Course Information:
|
Instructor: Chengkai Li
|
TA: Chinmay Srinath
|
Course Description: This is an introductory course on data mining. Data Mining refers to the process of automatic discovery of patterns and knowledge from large data repositories, including databases, data warehouses, Web, document collections, and data streams. We will study the basic topics of data mining, including data preprocessing, data warehousing and OLAP, data cube, frequent pattern and association rule mining, correlation analysis, classification and prediction, and clustering, as well as advanced topics covering the techniques and applications of data mining in Web, text, big data, social networks, and computational journalism.
Student Learning Outcomes: A solid understanding of the basic concepts, prunciples, and techniques in data mining; an ability to analyze real-world applications, to model data mining problems, and to assess different solutions; an ability to design, implement, and evaluate data mining software.
The final letter grades will be based on students' performace. There is no pre-defined cutoffs or distribution of grades.
Attendance: At The University of Texas at Arlington, taking attendance is not required. Rather, each faculty member is free to develop his or her own methods of evaluating students’ academic performance, which includes establishing course-specific policies on attendance. As the instructor of this section, I require all students to attend lectures.
Announcements: Stay tuned and make sure to check Blackboard frequently. Important announcements will be posted there.
Regrading: Regrading request must be made within 7 days after we post scores on Blackboard. TA will handle regrade requests. If student is not satisfied with the regarding results, you get 7 days to request again. The instructor will regrade, and the decision is final.

* * *

▶ [What to do]
Copy the data mining course information word for word, between "The final letter" and "decision is final.", inclusive.

* * *

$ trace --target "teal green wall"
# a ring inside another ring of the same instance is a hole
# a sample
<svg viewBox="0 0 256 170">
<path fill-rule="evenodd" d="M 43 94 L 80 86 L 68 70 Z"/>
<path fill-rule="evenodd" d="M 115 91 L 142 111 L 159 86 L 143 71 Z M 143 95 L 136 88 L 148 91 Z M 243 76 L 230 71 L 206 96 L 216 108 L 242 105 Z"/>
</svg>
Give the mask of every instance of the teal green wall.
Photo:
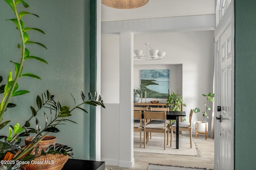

* * *

▶ [Result of this task]
The final letter grades will be based on students' performace. There is no pre-defined cutoffs or distribution of grades.
Attendance: At The University of Texas at Arlington, taking attendance is not required. Rather, each faculty member is free to develop his or her own methods of evaluating students’ academic performance, which includes establishing course-specific policies on attendance. As the instructor of this section, I require all students to attend lectures.
Announcements: Stay tuned and make sure to check Blackboard frequently. Important announcements will be posted there.
Regrading: Regrading request must be made within 7 days after we post scores on Blackboard. TA will handle regrade requests. If student is not satisfied with the regarding results, you get 7 days to request again. The instructor will regrade, and the decision is final.